## START EXCERPT

Reading time: 10 minutes
Hello, data enthusiasts!
In our earlier explorations, we embarked on a journey to demystify AWS Kinesis in an insightful overview and delve into its architecture details.
Today, the curtain rises on a hands-on experience.
Armed with the wisdom from those discussions, we’ll use Amazon Kinesis, Terraform, Python, and the SDK to craft a dynamic data streaming application.
Before delving into this data streaming journey, make sure you have the essentials lined up. You’ll need Terraform, Python, and an AWS account with AWS CLI configuration. If you haven’t set these up yet, head over here for step-by-step instructions.
Let’s Walk Through the Tutorial Using These Steps:
- Provisioning Amazon Kinesis with Terraform
- Crafting Your Python Data Streamer with SDK Integration
- Consuming the Streamed Data
- Executing the code and seeing the results on the fly
- Bringing Your Data Streaming Solution to Life
- Destroy Your Stream to Avoid Unforeseen Charges
Provisioning Amazon Kinesis with Terraform
Let’s create a directory named “kinesis-with-sdk” and set the foundation.
Within “kinesis-with-sdk”, create the “main.tf” script, which serves as your cloud infrastructure blueprint. Feel free to modify the region and shard count within the script to align with your specific experiments.
Open the terminal and executes the terraform command below to initialize terraform:
terraform init
After that, create your kinesis stream executing the command below:
terraform apply
The terraform will ask you to confirm. Type “yes” and go ahead.

## END EXCERPT
## START GIVEN INFORMATION

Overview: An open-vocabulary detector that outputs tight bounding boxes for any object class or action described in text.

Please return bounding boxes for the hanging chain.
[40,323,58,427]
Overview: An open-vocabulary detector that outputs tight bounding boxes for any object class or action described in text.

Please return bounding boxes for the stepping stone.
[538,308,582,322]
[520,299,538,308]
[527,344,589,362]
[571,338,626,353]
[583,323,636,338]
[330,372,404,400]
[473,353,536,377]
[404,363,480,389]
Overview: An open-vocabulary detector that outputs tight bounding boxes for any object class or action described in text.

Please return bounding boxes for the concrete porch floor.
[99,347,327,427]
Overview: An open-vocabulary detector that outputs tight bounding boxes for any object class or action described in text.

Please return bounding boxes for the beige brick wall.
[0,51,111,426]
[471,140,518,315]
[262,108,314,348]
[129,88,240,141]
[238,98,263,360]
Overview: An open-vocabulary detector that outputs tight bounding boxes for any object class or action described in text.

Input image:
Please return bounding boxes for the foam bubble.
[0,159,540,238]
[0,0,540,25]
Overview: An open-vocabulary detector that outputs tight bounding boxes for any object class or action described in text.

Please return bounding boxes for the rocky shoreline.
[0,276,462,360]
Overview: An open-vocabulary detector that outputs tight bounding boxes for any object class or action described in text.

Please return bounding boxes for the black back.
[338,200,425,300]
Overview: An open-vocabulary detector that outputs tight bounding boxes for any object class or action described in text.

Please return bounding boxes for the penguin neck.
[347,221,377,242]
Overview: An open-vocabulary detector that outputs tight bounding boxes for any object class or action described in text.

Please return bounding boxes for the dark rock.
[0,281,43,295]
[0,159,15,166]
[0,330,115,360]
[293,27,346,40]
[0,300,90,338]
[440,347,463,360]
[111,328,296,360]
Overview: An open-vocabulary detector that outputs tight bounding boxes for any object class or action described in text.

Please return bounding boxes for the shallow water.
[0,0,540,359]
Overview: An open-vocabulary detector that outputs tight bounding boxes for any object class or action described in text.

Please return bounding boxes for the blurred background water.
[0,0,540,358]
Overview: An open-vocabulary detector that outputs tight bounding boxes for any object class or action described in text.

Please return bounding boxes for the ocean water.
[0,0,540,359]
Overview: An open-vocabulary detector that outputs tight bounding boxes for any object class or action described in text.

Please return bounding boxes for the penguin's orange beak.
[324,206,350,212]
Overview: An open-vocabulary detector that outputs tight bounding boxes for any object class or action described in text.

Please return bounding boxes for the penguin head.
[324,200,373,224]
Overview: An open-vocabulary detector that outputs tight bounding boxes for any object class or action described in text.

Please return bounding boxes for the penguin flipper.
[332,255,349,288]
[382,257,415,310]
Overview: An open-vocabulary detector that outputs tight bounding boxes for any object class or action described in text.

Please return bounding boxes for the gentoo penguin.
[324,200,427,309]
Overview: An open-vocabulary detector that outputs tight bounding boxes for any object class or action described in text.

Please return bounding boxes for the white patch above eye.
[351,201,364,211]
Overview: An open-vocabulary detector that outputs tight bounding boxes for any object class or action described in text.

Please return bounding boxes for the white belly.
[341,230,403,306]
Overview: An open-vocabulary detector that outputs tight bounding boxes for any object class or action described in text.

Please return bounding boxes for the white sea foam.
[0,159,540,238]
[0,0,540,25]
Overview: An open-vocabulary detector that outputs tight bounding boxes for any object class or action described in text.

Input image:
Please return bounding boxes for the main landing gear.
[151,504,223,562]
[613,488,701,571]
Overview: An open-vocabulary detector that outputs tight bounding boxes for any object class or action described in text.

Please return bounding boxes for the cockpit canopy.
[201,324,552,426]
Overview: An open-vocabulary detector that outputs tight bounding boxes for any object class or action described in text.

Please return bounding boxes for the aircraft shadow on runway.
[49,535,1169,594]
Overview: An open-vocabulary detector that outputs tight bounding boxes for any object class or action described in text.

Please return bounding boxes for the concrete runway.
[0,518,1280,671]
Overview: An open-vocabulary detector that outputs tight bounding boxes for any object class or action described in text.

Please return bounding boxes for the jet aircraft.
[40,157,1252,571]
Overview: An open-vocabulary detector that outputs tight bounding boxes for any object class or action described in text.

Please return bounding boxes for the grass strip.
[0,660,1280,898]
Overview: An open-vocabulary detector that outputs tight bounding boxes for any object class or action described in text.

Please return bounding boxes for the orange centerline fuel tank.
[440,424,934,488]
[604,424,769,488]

## END GIVEN INFORMATION

● PROBLEM DETAILS
Carry on the Kinesis streaming tutorial from its last sentence, keeping to its style and steps. The entries are not needed for this exercise.

● TASK RESPONSE
Terraform used the selected providers to generate the following execution plan. Resource actions are indicated with the following symbols:
+ create
Terraform will perform the following actions:
# aws_kinesis_stream.data_portfolio_stream will be created
+ resource "aws_kinesis_stream" "data_portfolio_stream" {
+ arn = (known after apply)
+ encryption_type = "NONE"
+ enforce_consumer_deletion = false
+ id = (known after apply)
+ name = "DataPortfolioStream"
+ retention_period = 24
+ shard_count = 1
+ tags_all = (known after apply)
}
Plan: 1 to add, 0 to change, 0 to destroy.
Do you want to perform these actions?
Terraform will perform the actions described above.
Only 'yes' will be accepted to approve.
Enter a value: yes
aws_kinesis_stream.data_portfolio_stream: Creating...
aws_kinesis_stream.data_portfolio_stream: Still creating... [10s elapsed]
aws_kinesis_stream.data_portfolio_stream: Still creating... [20s elapsed]
aws_kinesis_stream.data_portfolio_stream: Creation complete after 23s [id=arn:aws:kinesis:us-east-1:000000000000:stream/DataPortfolioStream]
After that, in Kinesis AWS Console, you can visualize the stream created:
Crafting Your Python Data Streamer with SDK Integration
Time to use Python and craft our data streamer. Inside the “kinesis-with-sdk” directory, introduce “streamer.py” – your tool to send data records to Kinesis stream.
Explaining the most important parts of our streamer:
If you aren’t interested in code details, go for the next topic
Lines 1-3 : “import time” and “import boto3”.
These lines import the necessary Python libraries. “time” is used for introducing delays between data sending, and “boto3” is the AWS SDK for Python, allowing you to interact with AWS services.
Line 4: “from botocore.exceptions import NoCredentialsError”.
This line imports the “NoCredentialsError” class from the “botocore.exceptions” module. This exception is raised when AWS credentials are missing or incorrect.
Lines 6-7: “stream_name = “DataPortfolioStream” and “kinesis_client = boto3.client(‘kinesis’)”:
These lines defines the name of the Amazon Kinesis stream where you’ll send your data. Replace “DataPortfolioStream” with the actual name of your stream.
An instance of the Kinesis client is created using “boto3.client(‘kinesis’)”.
Line 10-21: “def send_data_with_sdk(data)”:
- This function is responsible for sending data to the Amazon Kinesis stream using the SDK. Inside the “send_data_with_sdk” function:
- The “try” block attempts to send a record to the Kinesis stream.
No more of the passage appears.